◆ **WRITTEN PROBLEM**:
Write out all the entries word for word, but skip any images.

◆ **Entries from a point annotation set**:

--------------------------------

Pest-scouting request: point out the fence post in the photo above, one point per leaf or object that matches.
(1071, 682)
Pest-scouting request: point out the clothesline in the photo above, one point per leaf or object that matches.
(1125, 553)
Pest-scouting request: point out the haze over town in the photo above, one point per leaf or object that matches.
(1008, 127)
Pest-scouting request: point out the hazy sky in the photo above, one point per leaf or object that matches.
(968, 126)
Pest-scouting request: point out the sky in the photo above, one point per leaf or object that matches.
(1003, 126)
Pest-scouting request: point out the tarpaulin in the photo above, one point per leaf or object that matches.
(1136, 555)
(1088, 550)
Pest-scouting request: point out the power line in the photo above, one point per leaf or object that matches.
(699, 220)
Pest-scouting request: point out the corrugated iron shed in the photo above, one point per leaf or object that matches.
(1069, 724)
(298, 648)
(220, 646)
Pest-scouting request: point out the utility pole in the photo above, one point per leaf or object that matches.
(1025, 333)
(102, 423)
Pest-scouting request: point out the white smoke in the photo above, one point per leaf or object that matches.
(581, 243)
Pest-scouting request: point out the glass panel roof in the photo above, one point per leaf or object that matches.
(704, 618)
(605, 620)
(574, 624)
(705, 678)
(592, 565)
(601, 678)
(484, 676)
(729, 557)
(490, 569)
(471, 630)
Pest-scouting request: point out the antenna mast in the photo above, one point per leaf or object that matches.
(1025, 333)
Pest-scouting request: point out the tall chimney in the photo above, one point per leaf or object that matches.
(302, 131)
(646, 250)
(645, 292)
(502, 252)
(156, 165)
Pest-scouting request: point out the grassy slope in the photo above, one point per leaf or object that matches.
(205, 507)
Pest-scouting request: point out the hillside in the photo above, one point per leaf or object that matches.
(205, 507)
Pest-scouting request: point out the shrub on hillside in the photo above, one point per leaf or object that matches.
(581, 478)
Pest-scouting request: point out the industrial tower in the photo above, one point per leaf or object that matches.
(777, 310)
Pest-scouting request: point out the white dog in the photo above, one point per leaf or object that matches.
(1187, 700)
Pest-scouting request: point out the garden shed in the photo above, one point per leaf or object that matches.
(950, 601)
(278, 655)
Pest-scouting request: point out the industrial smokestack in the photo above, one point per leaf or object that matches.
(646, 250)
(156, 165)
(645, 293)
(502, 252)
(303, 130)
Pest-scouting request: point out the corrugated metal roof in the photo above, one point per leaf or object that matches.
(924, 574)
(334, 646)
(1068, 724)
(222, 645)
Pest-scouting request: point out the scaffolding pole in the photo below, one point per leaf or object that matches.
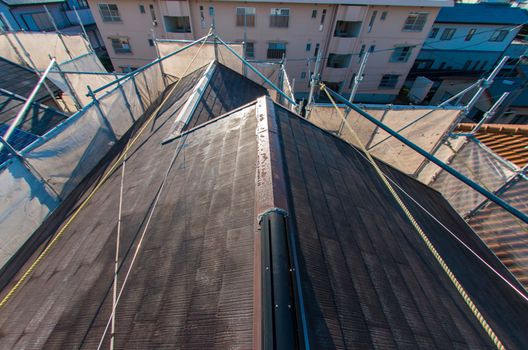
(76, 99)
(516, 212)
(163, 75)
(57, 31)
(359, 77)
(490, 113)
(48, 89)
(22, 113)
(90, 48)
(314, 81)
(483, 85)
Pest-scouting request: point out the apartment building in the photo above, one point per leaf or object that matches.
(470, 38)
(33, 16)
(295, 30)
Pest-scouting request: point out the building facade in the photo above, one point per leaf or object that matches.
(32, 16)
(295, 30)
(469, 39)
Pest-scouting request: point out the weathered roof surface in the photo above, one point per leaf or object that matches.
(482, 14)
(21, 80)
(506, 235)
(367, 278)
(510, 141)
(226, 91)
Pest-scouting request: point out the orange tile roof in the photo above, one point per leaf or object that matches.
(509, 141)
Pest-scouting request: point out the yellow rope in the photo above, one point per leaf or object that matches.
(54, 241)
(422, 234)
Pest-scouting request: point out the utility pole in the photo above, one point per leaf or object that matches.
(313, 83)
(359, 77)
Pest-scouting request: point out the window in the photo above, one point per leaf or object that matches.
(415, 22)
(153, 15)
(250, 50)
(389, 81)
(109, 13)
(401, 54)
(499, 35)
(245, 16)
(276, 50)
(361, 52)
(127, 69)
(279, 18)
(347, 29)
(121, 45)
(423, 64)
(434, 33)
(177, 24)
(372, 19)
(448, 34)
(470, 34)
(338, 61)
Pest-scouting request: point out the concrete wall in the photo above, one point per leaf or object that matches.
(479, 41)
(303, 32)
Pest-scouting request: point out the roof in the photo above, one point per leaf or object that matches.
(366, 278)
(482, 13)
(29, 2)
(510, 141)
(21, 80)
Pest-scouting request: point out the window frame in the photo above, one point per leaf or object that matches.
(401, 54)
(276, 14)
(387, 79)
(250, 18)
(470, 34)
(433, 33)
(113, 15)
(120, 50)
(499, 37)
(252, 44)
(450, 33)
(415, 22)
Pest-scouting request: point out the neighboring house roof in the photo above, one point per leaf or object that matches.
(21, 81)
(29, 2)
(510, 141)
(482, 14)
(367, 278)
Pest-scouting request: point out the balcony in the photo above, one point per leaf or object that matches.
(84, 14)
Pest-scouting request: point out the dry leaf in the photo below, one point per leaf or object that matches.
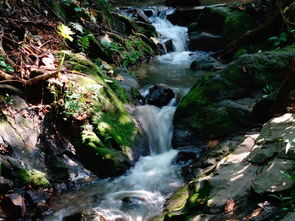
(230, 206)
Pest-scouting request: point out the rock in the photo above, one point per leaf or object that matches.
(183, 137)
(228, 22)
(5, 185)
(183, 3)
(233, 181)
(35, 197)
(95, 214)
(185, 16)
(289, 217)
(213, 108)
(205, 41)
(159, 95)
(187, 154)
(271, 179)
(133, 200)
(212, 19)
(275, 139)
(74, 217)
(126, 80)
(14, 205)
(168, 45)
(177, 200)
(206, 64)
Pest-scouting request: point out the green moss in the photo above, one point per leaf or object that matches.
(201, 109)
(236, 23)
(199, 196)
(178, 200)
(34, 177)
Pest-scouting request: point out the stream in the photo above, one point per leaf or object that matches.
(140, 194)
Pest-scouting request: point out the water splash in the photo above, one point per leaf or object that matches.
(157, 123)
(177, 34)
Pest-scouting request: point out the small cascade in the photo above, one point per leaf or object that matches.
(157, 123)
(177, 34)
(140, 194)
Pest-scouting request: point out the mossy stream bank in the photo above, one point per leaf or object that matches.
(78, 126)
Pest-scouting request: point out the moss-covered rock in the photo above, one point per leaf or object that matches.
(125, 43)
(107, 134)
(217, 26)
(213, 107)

--------------------------------

◆ **THE REPLY**:
Pest-scouting request: point out the fence post in the photo above, one point per leaf or object that matches.
(1071, 682)
Pest-scouting request: point out the clothesline in the photo above, one point per leaf or object that matches.
(1125, 553)
Pest-scouting request: point out the haze over town in the photo above, one point per leaf or object that matches.
(1008, 127)
Pest-scouting request: point out the hazy sky in the photo above, one point per leaf or object that matches.
(968, 126)
Pest-scouting request: point out the sky in the photo above, one point per leaf or object that matches.
(1003, 126)
Pest-scouting request: point out the tarpaulin in the photo above, one point per leaf or object that matches.
(1136, 555)
(1088, 550)
Pest-scouting request: point out the power line in the photo above, one point per leaf or object that matches.
(699, 220)
Pest-scouting request: point out the corrugated iron shed in the photo above, one point per leaf or object that matches.
(1069, 724)
(298, 648)
(220, 646)
Pest-scouting request: point out the utility pole in the photo above, one point per leaf or object that matches.
(1025, 333)
(102, 423)
Pest-scouting request: point out the white smoke in the photo above, one point per leaf or object that matches.
(581, 243)
Pest-scouting request: point out the glass panel roof in the photo above, one point per leaf or object that matches.
(704, 618)
(605, 620)
(574, 624)
(705, 678)
(592, 565)
(601, 678)
(484, 676)
(729, 557)
(490, 569)
(471, 630)
Pest-scouting request: point out the antenna mast in the photo above, one point per leaf or object that matches.
(1025, 333)
Pest-scouting request: point out the tall chimney in the photo above, one point per leaf or object that matches.
(302, 131)
(646, 250)
(645, 292)
(502, 252)
(156, 165)
Pest-scouting request: point out the grassy slope in the photo above, one point per leaf or object that matches.
(205, 507)
Pest-scouting request: point out the hillside in the photo above, one point per leaf or object that matches.
(205, 507)
Pest-scouting request: point out the shrub on hillside in the photo above, one point per leaf or object that matches.
(581, 478)
Pest-scouting request: point out the industrial tower in the photo above, one point per leaf or object that matches.
(777, 310)
Pest-scouting request: point out the white dog in the photo above, one point per leaf or object that matches.
(1187, 700)
Pest-scouting request: point out the garden shed in the photo above, one point per leaf or object that matches.
(950, 601)
(278, 655)
Pest-scouting request: point out the industrial smokestack in the photo above, one point per leaf or object that matches.
(646, 250)
(156, 165)
(645, 293)
(502, 252)
(303, 130)
Pest-scouting request: point out the corrugated metal roof in the photo above, one point per leaf or object that matches.
(924, 574)
(334, 646)
(1068, 724)
(222, 645)
Pest-scouting request: point out the scaffolding pole in the photo below, one point per leaf or object that matches.
(76, 99)
(516, 212)
(163, 75)
(57, 31)
(359, 77)
(490, 113)
(48, 89)
(22, 113)
(90, 48)
(314, 81)
(483, 85)
Pest-scouting request: point out the apartment building in the photo above, one point per leaf or object that matches.
(470, 38)
(33, 16)
(295, 30)
Pest-scouting request: point out the building facade in the photo above, one point per leaf or object that matches.
(32, 16)
(295, 30)
(469, 39)
Pest-scouting request: point out the weathered roof surface in the photo above, one point per leaf or object that matches.
(482, 14)
(21, 80)
(506, 235)
(367, 278)
(510, 141)
(226, 91)
Pest-scouting request: point out the orange tile roof in the photo above, one point per leaf or object that matches.
(509, 141)
Pest-scouting request: point out the yellow rope in the photo above, one point per leaf or object that matches.
(54, 241)
(422, 234)
Pest-scouting request: point out the utility pole in the photo above, one point per leaf or object that matches.
(313, 83)
(359, 77)
Pest-scouting request: point out the window in the photo above, one point per leaf or object that matches.
(415, 22)
(153, 15)
(250, 50)
(389, 81)
(109, 13)
(401, 54)
(499, 35)
(245, 16)
(276, 50)
(361, 52)
(127, 69)
(279, 18)
(347, 29)
(121, 45)
(423, 64)
(434, 33)
(177, 24)
(372, 19)
(448, 34)
(470, 34)
(338, 61)
Pest-scouting request: point out the concrete wall in the photo above, one point per leaf or object that matches.
(479, 41)
(303, 32)
Pest-scouting request: point out the roof in the photo above, one point per leaf or object that matches.
(366, 278)
(482, 13)
(29, 2)
(510, 141)
(21, 80)
Pest-scouting request: point out the window frame in the photo above, one point per leaf or object that matches.
(401, 54)
(276, 14)
(387, 79)
(250, 18)
(470, 34)
(433, 33)
(113, 15)
(120, 50)
(499, 37)
(252, 44)
(450, 33)
(415, 22)
Pest-scouting request: point out the neighboring house roof in the photo above, one point per leaf or object that matches.
(21, 81)
(29, 2)
(510, 141)
(482, 14)
(367, 278)
Pest-scouting request: point out the balcony in the photo above, one point per leaf or object that matches.
(84, 14)
Pest-scouting request: point out the dry leaf in the photo below, one point per leaf or object that matches.
(230, 206)
Pest-scouting request: point out the rock in the photo above, one point per leaf or object that matches.
(183, 137)
(228, 22)
(5, 185)
(183, 3)
(233, 181)
(35, 197)
(95, 214)
(185, 16)
(289, 217)
(213, 108)
(205, 41)
(159, 95)
(187, 154)
(271, 179)
(133, 200)
(212, 19)
(275, 139)
(74, 217)
(126, 80)
(14, 205)
(168, 45)
(177, 200)
(206, 64)
Pest-scouting request: point out the green moss in the photo above, one point per leaf or object that matches.
(201, 109)
(236, 23)
(199, 196)
(178, 200)
(34, 177)
Pest-scouting request: point out the stream in the photo above, one point per leaf or object that matches.
(140, 194)
Pest-scouting request: point out the water splash in the photo above, one point per leaf or object that matches.
(157, 123)
(177, 34)
Pest-scouting request: point out the small cascade in the photo above, one point per leaf or object that matches.
(157, 123)
(177, 34)
(140, 194)
Pest-scouting request: point out the mossy stream bank in the photo above, one point per leaf or object that matches.
(78, 126)
Pest-scouting request: point out the moss-covered rock in the photo above, one point per leaf or object that matches.
(125, 43)
(107, 134)
(217, 26)
(213, 107)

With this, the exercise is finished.